Records contained in a dataset

■ ■ ■

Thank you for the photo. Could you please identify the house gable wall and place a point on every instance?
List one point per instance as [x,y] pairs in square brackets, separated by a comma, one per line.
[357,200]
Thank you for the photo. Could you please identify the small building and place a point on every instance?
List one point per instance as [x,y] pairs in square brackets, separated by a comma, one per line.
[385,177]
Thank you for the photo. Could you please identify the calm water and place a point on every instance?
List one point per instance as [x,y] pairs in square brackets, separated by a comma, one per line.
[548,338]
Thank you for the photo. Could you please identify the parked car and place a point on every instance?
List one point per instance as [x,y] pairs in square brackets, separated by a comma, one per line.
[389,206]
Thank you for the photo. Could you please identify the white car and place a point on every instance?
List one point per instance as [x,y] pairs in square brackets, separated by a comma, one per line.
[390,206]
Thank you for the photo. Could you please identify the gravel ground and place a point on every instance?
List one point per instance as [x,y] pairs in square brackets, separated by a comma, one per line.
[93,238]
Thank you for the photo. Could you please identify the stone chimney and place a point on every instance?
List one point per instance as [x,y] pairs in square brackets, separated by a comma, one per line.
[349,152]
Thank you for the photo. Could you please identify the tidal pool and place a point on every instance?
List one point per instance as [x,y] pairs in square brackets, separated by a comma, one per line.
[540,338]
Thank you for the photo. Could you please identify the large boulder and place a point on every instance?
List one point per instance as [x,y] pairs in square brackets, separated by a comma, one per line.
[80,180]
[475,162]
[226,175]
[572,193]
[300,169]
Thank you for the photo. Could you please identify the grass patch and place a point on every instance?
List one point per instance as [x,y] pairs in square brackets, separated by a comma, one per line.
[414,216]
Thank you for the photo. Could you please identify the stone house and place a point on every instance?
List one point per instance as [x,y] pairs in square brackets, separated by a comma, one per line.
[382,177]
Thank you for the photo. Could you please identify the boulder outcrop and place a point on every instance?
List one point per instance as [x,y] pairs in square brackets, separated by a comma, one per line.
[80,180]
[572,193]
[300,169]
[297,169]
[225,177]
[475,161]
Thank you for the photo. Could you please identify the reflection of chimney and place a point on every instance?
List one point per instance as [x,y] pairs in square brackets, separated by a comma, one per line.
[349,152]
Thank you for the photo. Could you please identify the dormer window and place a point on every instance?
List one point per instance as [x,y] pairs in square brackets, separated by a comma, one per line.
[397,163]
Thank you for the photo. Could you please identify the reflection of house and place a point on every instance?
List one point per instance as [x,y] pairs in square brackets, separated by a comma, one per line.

■ ■ ■

> **YOUR TASK**: Print the entire set of records again, exactly.

> **TASK ANSWER**:
Thank you for the photo. Could you please identify the house gable wall and place a point on every instance?
List one point per instance as [x,y] pairs in square brackets, separated by a comma, one per line.
[357,200]
Thank you for the photo. Could you please identify the small building and place a point on every instance?
List one point per instance as [x,y] pairs in square brackets, separated by a comma, one per line.
[385,177]
Thank you for the photo. Could you please identify the calm water and place a point on every instance?
List one point per instance as [x,y] pairs in square brackets, separated by a comma, one per line.
[548,338]
Thank you for the photo. Could you please identify the parked car and place a point on every instance?
List one point per instance as [x,y] pairs in square brackets, separated by a comma, one per line.
[389,206]
Thank you for the photo. Could you please identify the white car and place a point on every instance?
List one point per instance as [x,y] pairs in square brackets, separated by a comma, one per line.
[390,206]
Thank you for the photo. Could you please identify the gravel ground and place a point on every instance?
List one point per instance as [x,y] pairs in square brackets, separated by a comma, one per line.
[93,238]
Thank you for the photo. Could you please identify the stone chimney and place a point on every instance?
List one point per instance as [x,y] pairs in square brackets, separated by a comma, one per line.
[349,152]
Thank you for the photo. Could you please identify the tidal pool and place a point on every instance?
List one point per instance as [x,y] pairs in square brackets, separated by a comma, one per line.
[540,338]
Thank you for the photo. Could you please identify the large boulder and place a point on every instance?
List one point per instance as [x,y] pairs in square brackets, separated by a comma, one per line.
[80,180]
[475,162]
[226,175]
[572,193]
[300,169]
Thank you for the photo. Could you please identify the grass patch and place a point on every instance?
List one point per instance as [x,y] pairs in square brackets, separated by a comma, one per line.
[414,216]
Thank you for the photo. Could you please identify the stone house and place a point on every instance?
List one point per instance as [x,y] pairs in square brackets, separated by a comma, one per line.
[382,177]
Thank you for the photo. Could you please identify the boulder outcrop and place a point on every instance?
List one point per instance as [x,y] pairs in square brackets, separated by a comma, one per line.
[80,180]
[572,193]
[300,169]
[297,169]
[225,177]
[475,161]
Thank you for the photo. Could you please identify the reflection of chimney and place a point on every instance?
List one point per instance as [x,y] pairs in square brackets, separated by a comma, one per line.
[349,152]
Thank you for the photo. Could you please identify the dormer window and place a point on every instance?
List one point per instance as [x,y] pairs in square brackets, separated by a comma, one per line.
[397,163]
Thank you for the photo. Could you please identify the reflection of house and place a point on every instance?
List one point per instance as [x,y] pairs in square brackets, separated by a comma, one per line.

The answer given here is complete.